# The records
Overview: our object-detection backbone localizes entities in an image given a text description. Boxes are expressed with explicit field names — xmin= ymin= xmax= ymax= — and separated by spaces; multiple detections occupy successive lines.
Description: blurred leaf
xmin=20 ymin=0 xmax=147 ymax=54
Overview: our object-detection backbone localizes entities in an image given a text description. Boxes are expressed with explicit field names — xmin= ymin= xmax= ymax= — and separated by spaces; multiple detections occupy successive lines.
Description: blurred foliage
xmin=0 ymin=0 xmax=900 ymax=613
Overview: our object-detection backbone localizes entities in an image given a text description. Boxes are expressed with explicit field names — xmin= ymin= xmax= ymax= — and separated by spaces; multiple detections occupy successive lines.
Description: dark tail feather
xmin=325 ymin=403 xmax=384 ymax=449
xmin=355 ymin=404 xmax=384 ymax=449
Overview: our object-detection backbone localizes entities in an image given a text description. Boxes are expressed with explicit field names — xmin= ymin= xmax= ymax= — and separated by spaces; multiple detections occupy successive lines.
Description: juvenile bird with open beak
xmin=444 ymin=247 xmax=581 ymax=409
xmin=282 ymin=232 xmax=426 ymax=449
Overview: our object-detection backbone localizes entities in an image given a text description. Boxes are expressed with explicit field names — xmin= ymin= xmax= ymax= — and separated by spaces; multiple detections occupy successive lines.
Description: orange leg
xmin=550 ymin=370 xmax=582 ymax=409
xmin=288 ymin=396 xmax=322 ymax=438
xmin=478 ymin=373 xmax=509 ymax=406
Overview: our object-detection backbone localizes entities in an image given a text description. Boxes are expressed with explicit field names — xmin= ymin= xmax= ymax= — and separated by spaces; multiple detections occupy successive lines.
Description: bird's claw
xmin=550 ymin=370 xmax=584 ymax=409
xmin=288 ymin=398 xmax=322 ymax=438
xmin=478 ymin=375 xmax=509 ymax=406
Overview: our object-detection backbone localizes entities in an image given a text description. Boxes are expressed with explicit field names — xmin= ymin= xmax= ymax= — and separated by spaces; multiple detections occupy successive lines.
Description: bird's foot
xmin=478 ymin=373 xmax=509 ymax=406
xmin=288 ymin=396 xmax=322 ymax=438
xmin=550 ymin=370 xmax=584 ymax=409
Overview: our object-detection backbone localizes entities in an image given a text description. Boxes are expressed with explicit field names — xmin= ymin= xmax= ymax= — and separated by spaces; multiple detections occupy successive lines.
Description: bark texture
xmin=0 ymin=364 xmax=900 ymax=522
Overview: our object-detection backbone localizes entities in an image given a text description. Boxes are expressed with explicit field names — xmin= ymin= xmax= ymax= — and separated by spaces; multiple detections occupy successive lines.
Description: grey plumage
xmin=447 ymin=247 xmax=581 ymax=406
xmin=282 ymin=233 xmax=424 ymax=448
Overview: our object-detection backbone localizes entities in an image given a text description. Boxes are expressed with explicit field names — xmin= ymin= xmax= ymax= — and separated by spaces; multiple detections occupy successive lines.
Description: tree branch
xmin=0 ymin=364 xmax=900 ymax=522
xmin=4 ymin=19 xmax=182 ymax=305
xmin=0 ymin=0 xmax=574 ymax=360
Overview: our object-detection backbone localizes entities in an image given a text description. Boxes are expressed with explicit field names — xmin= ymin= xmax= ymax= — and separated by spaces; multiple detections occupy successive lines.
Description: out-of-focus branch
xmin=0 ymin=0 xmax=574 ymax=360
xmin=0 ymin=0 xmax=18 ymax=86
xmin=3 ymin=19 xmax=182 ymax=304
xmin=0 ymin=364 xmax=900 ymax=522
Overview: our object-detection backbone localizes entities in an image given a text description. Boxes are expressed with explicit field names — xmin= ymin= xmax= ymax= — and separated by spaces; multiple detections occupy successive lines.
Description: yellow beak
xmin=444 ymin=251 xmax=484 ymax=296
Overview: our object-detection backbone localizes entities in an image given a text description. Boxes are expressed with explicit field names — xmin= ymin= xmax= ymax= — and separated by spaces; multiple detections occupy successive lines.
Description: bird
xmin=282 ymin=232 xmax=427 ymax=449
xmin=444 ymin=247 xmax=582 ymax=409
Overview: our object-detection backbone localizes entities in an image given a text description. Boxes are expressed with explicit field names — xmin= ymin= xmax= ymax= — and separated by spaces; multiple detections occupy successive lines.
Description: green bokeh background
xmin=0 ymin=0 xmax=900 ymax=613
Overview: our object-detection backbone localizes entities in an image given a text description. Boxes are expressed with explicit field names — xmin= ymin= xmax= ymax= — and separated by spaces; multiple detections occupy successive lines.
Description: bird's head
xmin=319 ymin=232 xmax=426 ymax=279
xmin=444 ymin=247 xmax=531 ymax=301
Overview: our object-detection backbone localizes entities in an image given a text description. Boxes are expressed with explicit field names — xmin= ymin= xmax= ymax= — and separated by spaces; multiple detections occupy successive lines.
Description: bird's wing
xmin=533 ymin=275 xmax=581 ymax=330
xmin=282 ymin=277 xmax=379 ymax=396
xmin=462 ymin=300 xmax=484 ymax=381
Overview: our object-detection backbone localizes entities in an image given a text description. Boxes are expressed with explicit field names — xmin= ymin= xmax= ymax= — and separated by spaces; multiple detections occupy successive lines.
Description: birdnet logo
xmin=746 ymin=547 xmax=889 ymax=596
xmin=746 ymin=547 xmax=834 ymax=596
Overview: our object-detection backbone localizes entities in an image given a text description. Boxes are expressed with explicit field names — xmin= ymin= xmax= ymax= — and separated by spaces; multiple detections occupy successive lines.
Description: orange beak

# Task
Can you rewrite all the material above as a numbered list, one item per line, with the blank lines left out?

# Response
1. Overview: our object-detection backbone localizes entities in an image given a text description. Boxes are expressed with explicit field names — xmin= ymin= xmax= ymax= — and separated by spaces; multiple detections occupy successive lines.
2. Description: blurred leaf
3. xmin=20 ymin=0 xmax=147 ymax=54
4. Overview: our object-detection backbone localizes entities in an image given a text description. Boxes are expressed with explicit field names — xmin= ymin= xmax= ymax= — and separated by spaces; multiple detections occupy successive lines.
5. Description: blurred foliage
6. xmin=0 ymin=0 xmax=900 ymax=613
7. Overview: our object-detection backbone localizes entities in an image given a text description. Boxes are expressed with explicit field names — xmin= ymin= xmax= ymax= — and separated by spaces; multiple detections occupy successive lines.
8. Description: dark tail feather
9. xmin=325 ymin=403 xmax=384 ymax=449
10. xmin=355 ymin=404 xmax=384 ymax=449
11. Overview: our object-detection backbone localizes entities in an image given a text description. Boxes are expressed with explicit field names — xmin= ymin= xmax= ymax= — and separated by spaces; multiple detections occupy successive lines.
12. Description: juvenile bird with open beak
13. xmin=444 ymin=247 xmax=581 ymax=409
14. xmin=282 ymin=232 xmax=426 ymax=449
15. Overview: our object-detection backbone localizes entities in an image given a text description. Boxes are expressed with explicit field names — xmin= ymin= xmax= ymax= — and separated by spaces; multiple detections occupy successive lines.
16. Description: orange leg
17. xmin=550 ymin=370 xmax=582 ymax=409
18. xmin=288 ymin=396 xmax=322 ymax=438
19. xmin=478 ymin=373 xmax=509 ymax=406
20. Overview: our object-detection backbone localizes entities in an image given a text description. Boxes are expressed with explicit field names — xmin= ymin= xmax= ymax= — and separated by spaces; multiple detections occupy successive lines.
21. Description: bird's claw
22. xmin=550 ymin=370 xmax=584 ymax=409
23. xmin=288 ymin=398 xmax=322 ymax=438
24. xmin=478 ymin=375 xmax=509 ymax=406
25. Overview: our object-detection backbone localizes entities in an image given a text description. Boxes are expressed with explicit field names — xmin= ymin= xmax= ymax= — and separated by spaces; multiple detections occupy successive lines.
26. Description: bird's foot
27. xmin=478 ymin=373 xmax=509 ymax=406
28. xmin=288 ymin=396 xmax=322 ymax=438
29. xmin=550 ymin=370 xmax=584 ymax=409
30. Overview: our object-detection backbone localizes entities in an image given a text description. Boxes are expressed with explicit field names — xmin= ymin= xmax= ymax= — and separated by spaces; multiple detections occupy successive lines.
31. Description: bark texture
32. xmin=0 ymin=364 xmax=900 ymax=522
33. Overview: our object-detection backbone localizes entities in an image given a text description. Boxes are expressed with explicit field names — xmin= ymin= xmax= ymax= — and separated by spaces; multiple detections occupy successive lines.
34. Description: grey plumage
35. xmin=447 ymin=247 xmax=581 ymax=406
36. xmin=282 ymin=233 xmax=424 ymax=448
37. Overview: our object-detection backbone localizes entities in an image given a text description. Boxes are expressed with explicit field names — xmin= ymin= xmax= ymax= — and separated by spaces; multiple detections occupy successive lines.
38. Description: tree branch
39. xmin=0 ymin=364 xmax=900 ymax=522
40. xmin=4 ymin=19 xmax=182 ymax=305
41. xmin=0 ymin=0 xmax=574 ymax=360
42. Overview: our object-detection backbone localizes entities in an image given a text description. Boxes are expressed with explicit field names — xmin= ymin= xmax= ymax= — and separated by spaces; multiple detections occupy successive lines.
43. Description: out-of-focus branch
44. xmin=0 ymin=0 xmax=574 ymax=360
45. xmin=0 ymin=0 xmax=18 ymax=86
46. xmin=3 ymin=19 xmax=182 ymax=304
47. xmin=0 ymin=364 xmax=900 ymax=522
48. Overview: our object-detection backbone localizes entities in an image given a text description. Boxes are expressed with explicit field names — xmin= ymin= xmax= ymax= — and separated by spaces; multiple detections occupy successive lines.
49. Description: yellow beak
50. xmin=444 ymin=251 xmax=484 ymax=296
51. Overview: our object-detection backbone localizes entities in an image given a text description. Boxes are expressed with explicit field names — xmin= ymin= xmax= ymax= — and separated by spaces; multiple detections occupy successive lines.
52. Description: bird
53. xmin=282 ymin=232 xmax=427 ymax=449
54. xmin=444 ymin=247 xmax=582 ymax=409
55. Overview: our object-detection backbone localizes entities in an image given a text description. Boxes are expressed with explicit field names — xmin= ymin= xmax= ymax= — and separated by spaces; multiple detections occupy successive lines.
56. Description: green bokeh background
57. xmin=0 ymin=0 xmax=900 ymax=613
58. Overview: our object-detection backbone localizes entities in an image given a text description. Boxes are expressed with explicit field names — xmin= ymin= xmax= ymax= — and separated by spaces; multiple detections occupy successive lines.
59. Description: bird's head
60. xmin=319 ymin=232 xmax=426 ymax=279
61. xmin=444 ymin=247 xmax=531 ymax=301
62. Overview: our object-detection backbone localizes entities in an image given a text description. Boxes are expressed with explicit field names — xmin= ymin= xmax= ymax= — and separated by spaces; multiple detections occupy successive lines.
63. Description: bird's wing
64. xmin=533 ymin=275 xmax=581 ymax=330
65. xmin=282 ymin=277 xmax=379 ymax=396
66. xmin=462 ymin=300 xmax=484 ymax=381
67. Overview: our object-detection backbone localizes entities in an image given a text description. Boxes are expressed with explicit field names — xmin= ymin= xmax= ymax= — and separated by spaces; multiple detections occupy successive lines.
68. Description: birdnet logo
69. xmin=746 ymin=547 xmax=889 ymax=596
70. xmin=746 ymin=547 xmax=834 ymax=596
71. Overview: our object-detection backbone localizes entities in an image given a text description. Boxes are expressed with explicit field names — xmin= ymin= xmax= ymax= — and separated by spaces; multiple detections occupy successive lines.
72. Description: orange beak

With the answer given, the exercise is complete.